**Source text**
Justice

Judge Rules Against Force-Feeding Terminally Ill Anorexic Woman

November 26th 2016

On Monday a New Jersey state superior court judge ruled that a 29-year-old woman terminally ill with anorexia has the right to refuse force-feeding treatments, the Wall Street Journal reports.

The woman, identified as A.G., was hospitalized in a state psychiatric ward for more than two years after a life-long battle with anorexia.

The judge granted her request for palliative care, a medical technique that aims to provide comfort (rather than aggressive and arguably oft-futile treatments) to terminally ill patients.

The case traces back to a court order A.G.'s court-appointed temporary guardian received in June.

The order mandated A.G. be force-fed through a feeding tube at Morristown Medical Center, the Daily record reports. Leading up to the ruling, her weight fluctuated between 60 and 69 pounds.

Though the feeding regimen resulted in a weight gain of roughly 30 pounds, it also triggered heart failure due to "re-feeding syndrome," fatal shifts in fluids and electrolytes that occur when malnourished patients receive food. A.G. subsequently pulled out the tube herself.

**Supplied data**

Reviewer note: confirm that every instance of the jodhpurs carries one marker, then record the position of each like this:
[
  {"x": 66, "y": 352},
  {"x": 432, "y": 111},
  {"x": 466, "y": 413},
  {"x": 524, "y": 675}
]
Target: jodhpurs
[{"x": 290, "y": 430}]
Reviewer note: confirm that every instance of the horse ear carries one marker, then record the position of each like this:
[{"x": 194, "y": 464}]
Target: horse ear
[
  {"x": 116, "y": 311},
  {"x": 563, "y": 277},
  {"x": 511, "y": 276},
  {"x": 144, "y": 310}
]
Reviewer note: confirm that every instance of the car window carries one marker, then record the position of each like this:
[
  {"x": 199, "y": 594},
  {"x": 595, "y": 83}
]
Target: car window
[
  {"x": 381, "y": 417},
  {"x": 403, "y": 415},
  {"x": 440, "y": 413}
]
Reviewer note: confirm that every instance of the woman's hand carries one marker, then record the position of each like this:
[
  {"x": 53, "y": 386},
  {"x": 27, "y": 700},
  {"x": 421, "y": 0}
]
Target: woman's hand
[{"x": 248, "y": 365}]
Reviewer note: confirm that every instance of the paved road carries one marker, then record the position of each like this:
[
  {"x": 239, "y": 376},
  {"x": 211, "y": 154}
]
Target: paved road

**Questions to answer**
1/ Answer these questions from the article on the anorexia court ruling:
(a) How old is the woman at the center of the case?
(b) At which hospital did the June order require her to be fed through a tube?
(c) What did the feeding regimen trigger besides a weight gain?
2/ Carry the article on the anorexia court ruling forward with new sentences that follow its final one.

**Outputs for the tasks**
1/
(a) She is 29 years old.
(b) Morristown Medical Center.
(c) Heart failure due to "re-feeding syndrome."

2/
The state opposed the decision, saying it was tantamount to state-assisted suicide, according to the Science of Us

"The state argued that her depression renders her unfit to make her own medical decisions and that no longer force-feeding her is sanctioned suicide; they want to treat her depression with an experimental course of ketamine. Her doctors testified that she’s been diagnosed with late terminal anorexia-nervosa and isn’t likely to recover. Her psychiatrist said that force-feeding would be 'cruel and torturous at this point,' as she has the bone density of a 92-year-old and restraining her to insert a feeding tube through her nose and down her throat could break her bones. And, as her court-appointed lawyer argued, force-feeding would keep her alive but would not treat her anorexia."

Palliative care typically comes up in terms of elderly patients and is controversial even within that context.

In 2014, approximately 84 percent of hospice patients were 65 years of age or older—with 41 percent being 85 or older, according to the National Hospice and Palliative Care Organization. The same report estimates that 63 percent of care is for non-cancer diagnosis including heart disease, dementia, and lung disease. 

Hospice Care StatisticsNational Hospice and Palliative Care Organization - nhpco.org

But even in the phase of life when death looms nearer, there are reservations. As Anemona Hartocollis wrote in the New York Times, "As an aging population wrangles with how to gracefully face the certainty of death, the moral and economic questions presented by palliative care are unavoidable: How much do we want, and need, to know about the inevitable? Is the withholding of heroic treatment a blessing, a rationing of medical care or a step toward euthanasia?"

The medical ethics of palliative care are further complicated when mental illness is involved.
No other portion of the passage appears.